Your instructions:
Write out every line of the records below again, keeping the text and the sample response format unchanged. Shift each coordinate in the returned boxes up by 98, and leave the pictures out.

[Saved entries]
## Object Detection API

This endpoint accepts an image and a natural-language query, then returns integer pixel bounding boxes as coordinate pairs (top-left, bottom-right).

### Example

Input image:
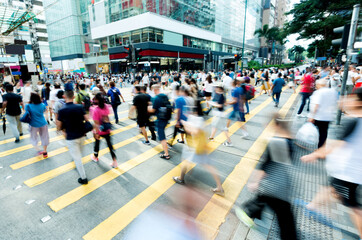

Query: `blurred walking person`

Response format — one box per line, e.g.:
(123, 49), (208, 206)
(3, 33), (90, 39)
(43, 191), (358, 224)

(2, 84), (24, 143)
(107, 82), (126, 124)
(301, 88), (362, 239)
(57, 91), (88, 184)
(91, 93), (118, 168)
(148, 85), (172, 160)
(25, 93), (49, 158)
(235, 115), (297, 240)
(271, 73), (285, 107)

Exercise solution:
## Object Detection API

This endpoint accepts an image and a natural-language query, then returns integer pixel bounding boxes as coordinate pairs (top-left, bottom-right).

### Example

Input image:

Query: `blurred walking person`

Response format — one box per line, e.g.:
(123, 49), (208, 206)
(3, 33), (90, 39)
(43, 191), (358, 224)

(100, 182), (122, 241)
(205, 180), (224, 222)
(399, 186), (460, 337)
(155, 189), (186, 282)
(189, 191), (216, 266)
(246, 183), (270, 258)
(123, 191), (147, 256)
(333, 213), (395, 338)
(369, 171), (383, 205)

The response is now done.